• [PROMPT]: Repeat the material below exactly, line for line.

• [INFORMATION GIVEN]:
____

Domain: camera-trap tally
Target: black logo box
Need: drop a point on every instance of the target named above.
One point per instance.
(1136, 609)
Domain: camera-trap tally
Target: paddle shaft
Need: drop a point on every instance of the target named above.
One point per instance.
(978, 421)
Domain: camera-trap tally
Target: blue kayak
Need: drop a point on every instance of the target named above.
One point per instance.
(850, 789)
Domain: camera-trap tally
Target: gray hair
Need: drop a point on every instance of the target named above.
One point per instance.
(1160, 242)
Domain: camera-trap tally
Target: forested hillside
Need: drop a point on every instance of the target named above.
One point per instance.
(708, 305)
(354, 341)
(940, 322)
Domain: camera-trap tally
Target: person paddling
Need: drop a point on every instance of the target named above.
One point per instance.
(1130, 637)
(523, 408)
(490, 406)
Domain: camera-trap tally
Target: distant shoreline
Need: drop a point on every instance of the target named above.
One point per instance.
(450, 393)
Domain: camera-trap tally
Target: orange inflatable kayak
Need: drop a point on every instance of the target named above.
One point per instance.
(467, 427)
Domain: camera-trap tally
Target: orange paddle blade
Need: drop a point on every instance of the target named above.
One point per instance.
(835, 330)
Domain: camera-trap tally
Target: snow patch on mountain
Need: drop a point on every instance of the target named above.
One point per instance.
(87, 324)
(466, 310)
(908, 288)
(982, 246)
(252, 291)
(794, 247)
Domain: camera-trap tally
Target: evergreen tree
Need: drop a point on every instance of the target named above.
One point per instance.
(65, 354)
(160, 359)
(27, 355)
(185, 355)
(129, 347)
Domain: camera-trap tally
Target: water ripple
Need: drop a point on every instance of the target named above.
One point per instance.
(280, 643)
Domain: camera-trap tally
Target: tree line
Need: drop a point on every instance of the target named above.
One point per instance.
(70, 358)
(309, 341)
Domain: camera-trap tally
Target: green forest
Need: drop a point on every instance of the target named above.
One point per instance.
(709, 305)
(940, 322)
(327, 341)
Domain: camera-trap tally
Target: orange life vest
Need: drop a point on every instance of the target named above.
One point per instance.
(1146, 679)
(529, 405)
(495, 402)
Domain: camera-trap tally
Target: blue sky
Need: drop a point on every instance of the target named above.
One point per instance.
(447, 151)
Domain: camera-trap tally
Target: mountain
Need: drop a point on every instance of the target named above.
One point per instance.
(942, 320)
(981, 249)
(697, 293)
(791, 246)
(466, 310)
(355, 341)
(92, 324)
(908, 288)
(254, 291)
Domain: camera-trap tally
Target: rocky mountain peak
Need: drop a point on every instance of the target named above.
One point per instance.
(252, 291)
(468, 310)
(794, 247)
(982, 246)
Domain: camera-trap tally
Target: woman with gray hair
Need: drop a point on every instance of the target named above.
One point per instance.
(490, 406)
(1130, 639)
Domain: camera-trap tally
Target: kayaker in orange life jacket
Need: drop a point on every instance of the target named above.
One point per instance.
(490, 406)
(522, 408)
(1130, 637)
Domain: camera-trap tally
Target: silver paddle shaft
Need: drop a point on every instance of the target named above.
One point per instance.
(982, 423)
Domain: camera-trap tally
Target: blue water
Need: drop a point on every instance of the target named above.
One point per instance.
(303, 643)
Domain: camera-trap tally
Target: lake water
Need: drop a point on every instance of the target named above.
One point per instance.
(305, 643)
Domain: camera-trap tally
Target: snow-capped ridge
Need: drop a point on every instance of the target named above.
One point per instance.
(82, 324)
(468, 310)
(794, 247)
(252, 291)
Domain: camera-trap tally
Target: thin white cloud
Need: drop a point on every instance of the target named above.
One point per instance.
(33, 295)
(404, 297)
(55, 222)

____

• [SOLVED EXERCISE]:
Domain: camera-trap tally
Target: black logo box
Need: drop a point on every instance of the target named above.
One point per instance.
(1136, 609)
Domain: camera-trap tally
Target: paddle shaft
Need: drop a point on every instance of the target named above.
One point per instance.
(978, 421)
Domain: camera-trap tally
Target: blue kayak
Need: drop a point on every instance of the target named above.
One point per instance.
(850, 789)
Domain: camera-trap tally
Target: gray hair
Need: drop a point on every instance of the target named above.
One point per instance.
(1160, 242)
Domain: camera-trap tally
Target: forested hillside
Need: drop a point on every instance of the target named above.
One point per instance.
(708, 305)
(354, 341)
(940, 322)
Domain: camera-trap tally
Target: person paddling
Need: drop a point on every instance of the target named above.
One point per instance.
(1130, 637)
(523, 408)
(490, 406)
Domain: camera-trap tally
Target: distant shoreline
Need: drop a point on every instance of the target named above.
One point per instance.
(450, 393)
Domain: camera-trap tally
Target: orange inflatable kayak
Need: drop a point on every instance of the target named above.
One point per instance.
(467, 427)
Domain: camera-trap tally
Target: orange paddle blade
Need: drop a point on every instance of the target named above.
One point per instance.
(835, 330)
Domain: camera-trap tally
Target: snow patch on mountain
Need: drop a point on every instance of the target named above.
One point per instance.
(87, 324)
(466, 310)
(908, 288)
(982, 246)
(252, 291)
(794, 247)
Domain: camera-trap tally
Target: evergreen tree
Need: drop a point on every instance of the target named above.
One point per instance.
(65, 354)
(160, 359)
(27, 355)
(185, 355)
(129, 347)
Domain: camera-trap tally
Target: water ripple
Need: drop a point on every instance of the target named above.
One point per instance.
(280, 643)
Domain: camera-trap tally
Target: tree line
Need: drop a point on every instance of the target named above.
One point per instance.
(70, 358)
(309, 341)
Domain: camera-trap tally
Target: green forest
Need: drop a point on every instance of the target named above.
One point per instance.
(709, 305)
(940, 322)
(327, 341)
Domain: camera-trap tally
Target: orange life vest
Need: drop a point on every instance of the target named above.
One point per instance.
(1146, 679)
(529, 405)
(495, 402)
Domain: camera-trap tally
Target: blue sky
Need: drop a point on every instance of the target named above.
One point per instance.
(447, 151)
Domain: camera-trap tally
Target: mountain
Need: drop a point on every instance of the target named above.
One point per instance.
(942, 320)
(981, 249)
(697, 293)
(791, 246)
(466, 310)
(355, 341)
(92, 324)
(908, 288)
(254, 291)
Domain: camera-trap tally
Target: rocky mountain peak
Need: drop a point on every instance of the target named above.
One point per instance.
(252, 291)
(468, 310)
(794, 247)
(982, 246)
Domain: camera-trap tally
Target: woman with gray hair
Need: drop a point on every instance of the target named above.
One point per instance.
(490, 406)
(1130, 639)
Domain: camera-trap tally
Target: kayaker in orange life jacket
Need: drop a point on every instance of the target named above.
One point per instance.
(490, 406)
(522, 408)
(1130, 637)
Domain: camera-trap tally
Target: silver paddle shaft
Need: drop a point on every instance of the target named above.
One point per instance.
(982, 423)
Domain: camera-trap tally
Target: blue water
Need: drop a point on every instance of the target named above.
One point per instance.
(303, 643)
Domain: camera-trap tally
Target: lake water
Need: drop a point on every instance of the target named above.
One point per instance.
(305, 643)
Domain: camera-trap tally
Target: snow-capped ridge
Need: drop a point on every instance of the target named above.
One point per instance.
(82, 324)
(468, 310)
(794, 247)
(252, 291)
Domain: camera-trap tally
Target: thin white cloud
Need: drop a point on every instance of the target named above.
One point per instance.
(33, 295)
(404, 297)
(55, 222)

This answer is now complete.